[Records excerpted from a collection]
-------
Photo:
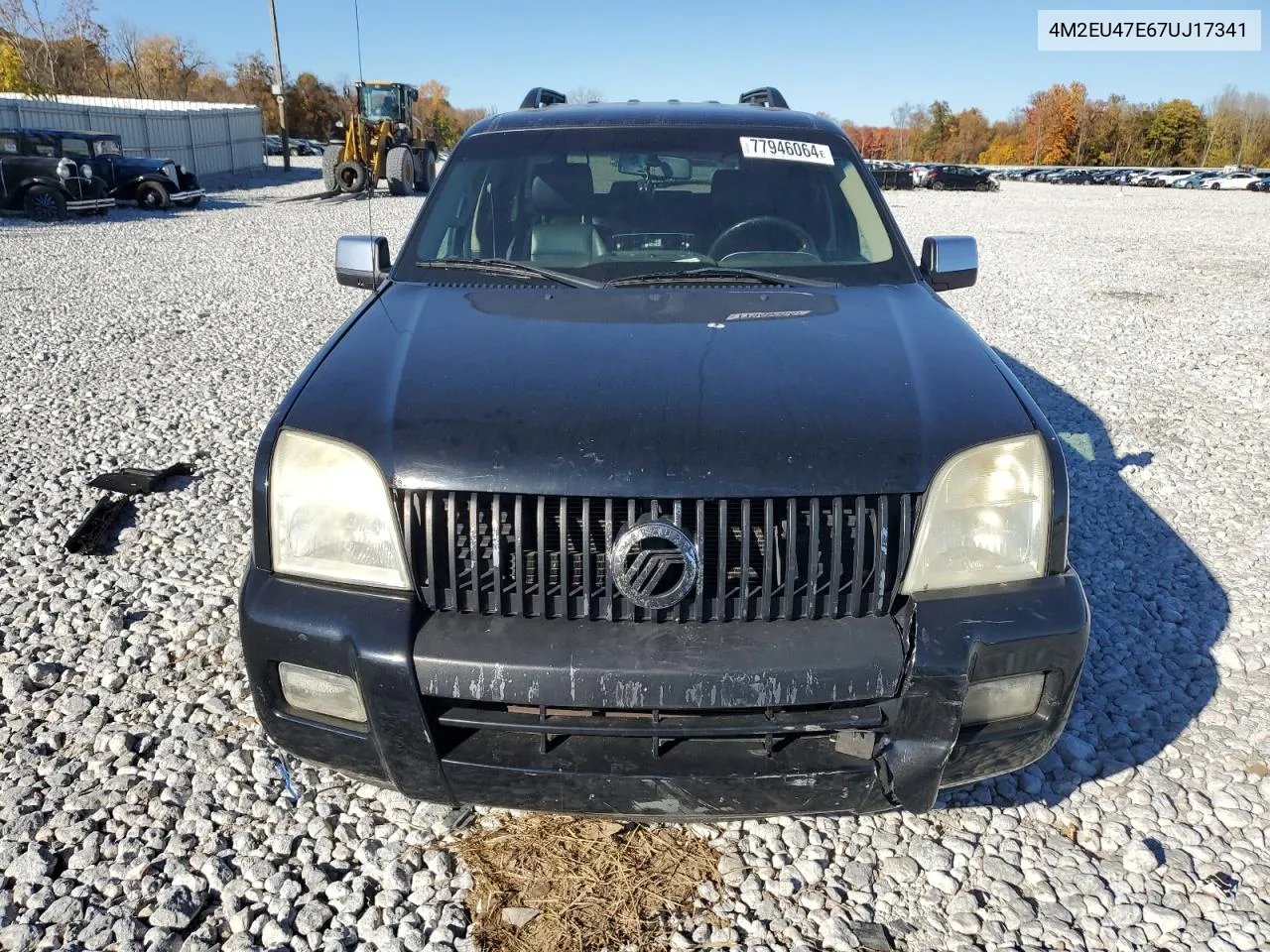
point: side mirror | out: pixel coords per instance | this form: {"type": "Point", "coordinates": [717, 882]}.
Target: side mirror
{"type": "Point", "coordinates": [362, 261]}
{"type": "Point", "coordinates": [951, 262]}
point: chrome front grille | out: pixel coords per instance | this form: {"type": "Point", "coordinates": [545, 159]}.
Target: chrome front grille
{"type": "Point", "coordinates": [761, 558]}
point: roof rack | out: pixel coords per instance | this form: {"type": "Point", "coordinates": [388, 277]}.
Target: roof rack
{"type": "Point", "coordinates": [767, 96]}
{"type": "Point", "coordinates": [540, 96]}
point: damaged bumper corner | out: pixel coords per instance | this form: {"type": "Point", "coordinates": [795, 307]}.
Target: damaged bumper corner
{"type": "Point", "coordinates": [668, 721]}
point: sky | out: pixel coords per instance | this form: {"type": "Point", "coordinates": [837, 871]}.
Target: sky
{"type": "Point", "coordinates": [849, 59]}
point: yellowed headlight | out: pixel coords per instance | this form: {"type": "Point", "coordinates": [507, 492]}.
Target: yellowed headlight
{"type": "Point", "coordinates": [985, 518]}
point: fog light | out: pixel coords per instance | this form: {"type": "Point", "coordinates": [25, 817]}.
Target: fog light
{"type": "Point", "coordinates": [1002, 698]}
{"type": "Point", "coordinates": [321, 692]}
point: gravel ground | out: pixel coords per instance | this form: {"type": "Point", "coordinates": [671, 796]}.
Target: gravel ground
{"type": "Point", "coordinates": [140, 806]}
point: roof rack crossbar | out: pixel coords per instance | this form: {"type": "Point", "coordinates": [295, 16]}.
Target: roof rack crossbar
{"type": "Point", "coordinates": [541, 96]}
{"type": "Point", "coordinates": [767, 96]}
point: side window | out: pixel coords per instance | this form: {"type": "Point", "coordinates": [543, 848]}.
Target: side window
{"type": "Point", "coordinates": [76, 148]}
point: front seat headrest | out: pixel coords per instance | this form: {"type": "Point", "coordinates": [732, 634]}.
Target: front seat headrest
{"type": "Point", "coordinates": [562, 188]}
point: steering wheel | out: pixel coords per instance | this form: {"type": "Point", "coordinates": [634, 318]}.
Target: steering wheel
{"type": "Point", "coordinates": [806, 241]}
-------
• _What is expected_
Update the material by replacing "pixel coords" with "pixel coordinates" everywhere it occurs, keeping every other line unchanged, and leave the pictures out of your answer.

• _In response_
Photo:
point: side mirror | out: pixel coordinates per instance | this form: {"type": "Point", "coordinates": [717, 882]}.
Target: side mirror
{"type": "Point", "coordinates": [362, 261]}
{"type": "Point", "coordinates": [951, 262]}
point: chrome front grille | out: pixel coordinates per instance | this form: {"type": "Point", "coordinates": [545, 159]}.
Target: chrome front grille
{"type": "Point", "coordinates": [761, 558]}
point: roof rack | out: pixel coordinates per instance | this form: {"type": "Point", "coordinates": [388, 277]}.
Target: roof rack
{"type": "Point", "coordinates": [767, 96]}
{"type": "Point", "coordinates": [540, 96]}
point: damaged bumper corner | out: pixel coordinates per instance | this form: {"type": "Point", "coordinates": [795, 307]}.
Target: damaged bumper corner
{"type": "Point", "coordinates": [668, 721]}
point: sky | out: pixel coordinates per instance | this form: {"type": "Point", "coordinates": [837, 871]}.
Target: sky
{"type": "Point", "coordinates": [849, 59]}
point: yellowed headlight | out: pixel coordinates per instance | this form: {"type": "Point", "coordinates": [507, 492]}.
Target: yellowed headlight
{"type": "Point", "coordinates": [985, 518]}
point: fog light | out: pixel coordinates per instance | this form: {"type": "Point", "coordinates": [25, 817]}.
Target: fog light
{"type": "Point", "coordinates": [1002, 698]}
{"type": "Point", "coordinates": [321, 692]}
point: gravel ground | out: pixel coordinates per instance | this form: {"type": "Point", "coordinates": [671, 796]}.
Target: gravel ground
{"type": "Point", "coordinates": [140, 806]}
point: roof rack crossbar | out: pixel coordinates per instance | this form: {"type": "Point", "coordinates": [295, 16]}.
Target: roof rack crossbar
{"type": "Point", "coordinates": [541, 96]}
{"type": "Point", "coordinates": [767, 96]}
point: side window | out: pixel coordinates per instance | this form: {"type": "Point", "coordinates": [543, 848]}.
Target: side window
{"type": "Point", "coordinates": [76, 148]}
point: front seat headrest | out: pixel coordinates per instance | this form: {"type": "Point", "coordinates": [732, 634]}.
Target: front seat headrest
{"type": "Point", "coordinates": [562, 188]}
point: steering wheel | out: pixel coordinates per instance | this form: {"type": "Point", "coordinates": [634, 318]}.
Target: steering wheel
{"type": "Point", "coordinates": [806, 241]}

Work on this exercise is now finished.